▶ _Rows_:
::::::::::

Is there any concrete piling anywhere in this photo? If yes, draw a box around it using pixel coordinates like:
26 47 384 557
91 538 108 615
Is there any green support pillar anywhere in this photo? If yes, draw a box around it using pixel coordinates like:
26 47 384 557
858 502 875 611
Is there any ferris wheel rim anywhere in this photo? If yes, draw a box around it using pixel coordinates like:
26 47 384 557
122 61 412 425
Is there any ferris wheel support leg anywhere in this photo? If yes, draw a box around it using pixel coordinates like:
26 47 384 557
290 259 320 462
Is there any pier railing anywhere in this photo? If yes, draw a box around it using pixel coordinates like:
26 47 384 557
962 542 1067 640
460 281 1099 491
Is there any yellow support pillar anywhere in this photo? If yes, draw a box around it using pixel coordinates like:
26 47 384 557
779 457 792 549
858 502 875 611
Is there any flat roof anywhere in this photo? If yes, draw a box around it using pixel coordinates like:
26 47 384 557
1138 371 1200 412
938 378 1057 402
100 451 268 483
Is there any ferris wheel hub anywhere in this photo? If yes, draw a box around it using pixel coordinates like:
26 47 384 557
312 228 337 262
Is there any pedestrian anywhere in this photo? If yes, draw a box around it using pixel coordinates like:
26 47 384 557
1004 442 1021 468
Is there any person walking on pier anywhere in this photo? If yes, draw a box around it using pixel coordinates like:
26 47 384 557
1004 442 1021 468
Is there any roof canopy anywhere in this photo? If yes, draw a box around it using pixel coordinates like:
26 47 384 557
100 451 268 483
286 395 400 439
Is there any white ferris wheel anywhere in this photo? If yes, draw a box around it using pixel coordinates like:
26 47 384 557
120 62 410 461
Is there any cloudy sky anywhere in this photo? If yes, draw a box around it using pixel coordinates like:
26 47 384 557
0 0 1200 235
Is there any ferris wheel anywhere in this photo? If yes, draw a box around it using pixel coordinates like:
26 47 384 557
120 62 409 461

::::::::::

Please format the listing above as a JSON list of strings, one string per line, leaving out any blank lines.

▶ _Solved exercise_:
[
  "Is there any concrete piling anywhere in this photo? If yes, draw a box around it using pixel coordinates like:",
  "26 47 384 557",
  "91 538 108 615",
  "Is there any green support pillar anywhere in this photo? If yes, draw a box around it using pixel coordinates like:",
  "26 47 384 557",
  "858 502 875 611",
  "Is there any ferris wheel rim anywhere in this photo? If yes, draw a box around it using pixel coordinates like:",
  "26 47 384 557",
  "122 61 412 425",
  "Is there any ferris wheel support leg anywhere in this photo? If yes, draw a box around it using pixel coordinates like:",
  "26 47 384 557",
  "290 259 320 462",
  "Is there any pier railing anywhere in this photo? If yes, draw a box around it using pixel coordinates like:",
  "26 47 384 557",
  "962 542 1067 640",
  "460 281 1099 491",
  "Is there any yellow support pillar anywhere in this photo? If yes, draw a box around it using pixel coordinates like:",
  "26 47 384 557",
  "779 457 792 549",
  "858 502 875 611",
  "Is there any flat roof anywhere in this photo? If yes, draw a box around it using pixel coordinates like:",
  "26 47 384 557",
  "1138 371 1200 412",
  "938 378 1057 402",
  "100 451 268 483",
  "Is there any ferris wheel hub anywhere in this photo? If yes, draw a box around it using pixel coordinates like:",
  "26 47 384 557",
  "312 228 337 262",
  "Is there any pedestrian anywhere in this photo? If yes, draw a box around it using pixel coordinates like:",
  "26 47 384 557",
  "1004 442 1021 468",
  "Is there any person walking on pier anywhere in this photo? If yes, draw a box around it using pixel coordinates like:",
  "26 47 384 557",
  "1004 442 1021 468",
  "Is there any roof canopy anywhere in this photo? If yes, draw a box around it using pixel coordinates like:",
  "26 47 384 557",
  "100 451 268 483",
  "286 395 400 439",
  "Is there any white ferris wheel anywhere in this photo? If yes, draw a box around it using pixel coordinates like:",
  "26 47 384 557",
  "120 62 410 461",
  "Is there any cloudy sky anywhere in this photo? If yes, draw a box around it using pixel coordinates like:",
  "26 47 384 557",
  "0 0 1200 235",
  "Is there any ferris wheel anywhere in this photo? If yes, draw a box around it using pixel coordinates like:",
  "26 47 384 557",
  "120 62 409 461"
]